-------- THE DATA --------

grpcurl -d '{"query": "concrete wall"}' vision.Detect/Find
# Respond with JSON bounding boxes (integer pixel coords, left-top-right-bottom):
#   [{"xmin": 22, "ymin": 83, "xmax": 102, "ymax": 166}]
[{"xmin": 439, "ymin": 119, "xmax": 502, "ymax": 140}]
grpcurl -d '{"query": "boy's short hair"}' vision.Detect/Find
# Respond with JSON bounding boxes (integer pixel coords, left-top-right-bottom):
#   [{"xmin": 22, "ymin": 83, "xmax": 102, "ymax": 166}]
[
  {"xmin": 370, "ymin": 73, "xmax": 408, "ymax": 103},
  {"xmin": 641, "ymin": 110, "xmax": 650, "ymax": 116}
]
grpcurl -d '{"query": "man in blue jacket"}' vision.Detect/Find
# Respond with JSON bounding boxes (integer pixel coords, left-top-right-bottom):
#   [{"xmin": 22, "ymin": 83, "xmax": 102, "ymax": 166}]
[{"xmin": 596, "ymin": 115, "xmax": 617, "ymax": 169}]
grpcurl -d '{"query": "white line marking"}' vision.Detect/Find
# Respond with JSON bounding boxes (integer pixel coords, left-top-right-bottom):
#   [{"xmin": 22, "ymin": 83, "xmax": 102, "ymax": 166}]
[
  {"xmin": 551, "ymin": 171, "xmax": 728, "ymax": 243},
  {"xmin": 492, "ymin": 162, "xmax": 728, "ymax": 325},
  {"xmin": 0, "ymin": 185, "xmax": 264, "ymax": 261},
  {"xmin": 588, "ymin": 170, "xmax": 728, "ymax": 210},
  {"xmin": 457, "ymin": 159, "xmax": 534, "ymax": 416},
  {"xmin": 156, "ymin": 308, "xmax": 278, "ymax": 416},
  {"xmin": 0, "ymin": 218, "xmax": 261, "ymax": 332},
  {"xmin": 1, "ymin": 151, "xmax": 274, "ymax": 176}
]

--------

WHAT IS EXPECTED
The reply should consist of all the records, repeated exactly.

SOLUTION
grpcurl -d '{"query": "concrete wall"}' vision.Detect/Find
# Respond with JSON bounding boxes (integer pixel coords, left-top-right-bottom):
#   [{"xmin": 22, "ymin": 83, "xmax": 102, "ymax": 166}]
[{"xmin": 439, "ymin": 119, "xmax": 502, "ymax": 140}]
grpcurl -d '{"query": "boy's short hair"}' vision.Detect/Find
# Respond with JSON bounding boxes (integer pixel coords, left-top-right-bottom):
#   [{"xmin": 22, "ymin": 83, "xmax": 102, "ymax": 166}]
[
  {"xmin": 370, "ymin": 73, "xmax": 408, "ymax": 103},
  {"xmin": 641, "ymin": 110, "xmax": 650, "ymax": 116}
]
grpcurl -d '{"query": "man in blue jacket"}' vision.Detect/Find
# Respond with JSON bounding boxes (integer pixel coords, left-top-right-bottom):
#   [{"xmin": 22, "ymin": 83, "xmax": 102, "ymax": 166}]
[{"xmin": 596, "ymin": 115, "xmax": 617, "ymax": 169}]
grpcurl -d '{"query": "white line marking"}' vision.Detect/Find
# Respond with JSON bounding boxes (integer pixel coords, left-top-right-bottom):
#   [{"xmin": 22, "ymin": 83, "xmax": 102, "ymax": 166}]
[
  {"xmin": 551, "ymin": 171, "xmax": 728, "ymax": 243},
  {"xmin": 492, "ymin": 162, "xmax": 728, "ymax": 325},
  {"xmin": 0, "ymin": 185, "xmax": 264, "ymax": 261},
  {"xmin": 588, "ymin": 170, "xmax": 728, "ymax": 210},
  {"xmin": 457, "ymin": 159, "xmax": 534, "ymax": 416},
  {"xmin": 156, "ymin": 308, "xmax": 278, "ymax": 416},
  {"xmin": 0, "ymin": 218, "xmax": 261, "ymax": 332},
  {"xmin": 1, "ymin": 151, "xmax": 274, "ymax": 176}
]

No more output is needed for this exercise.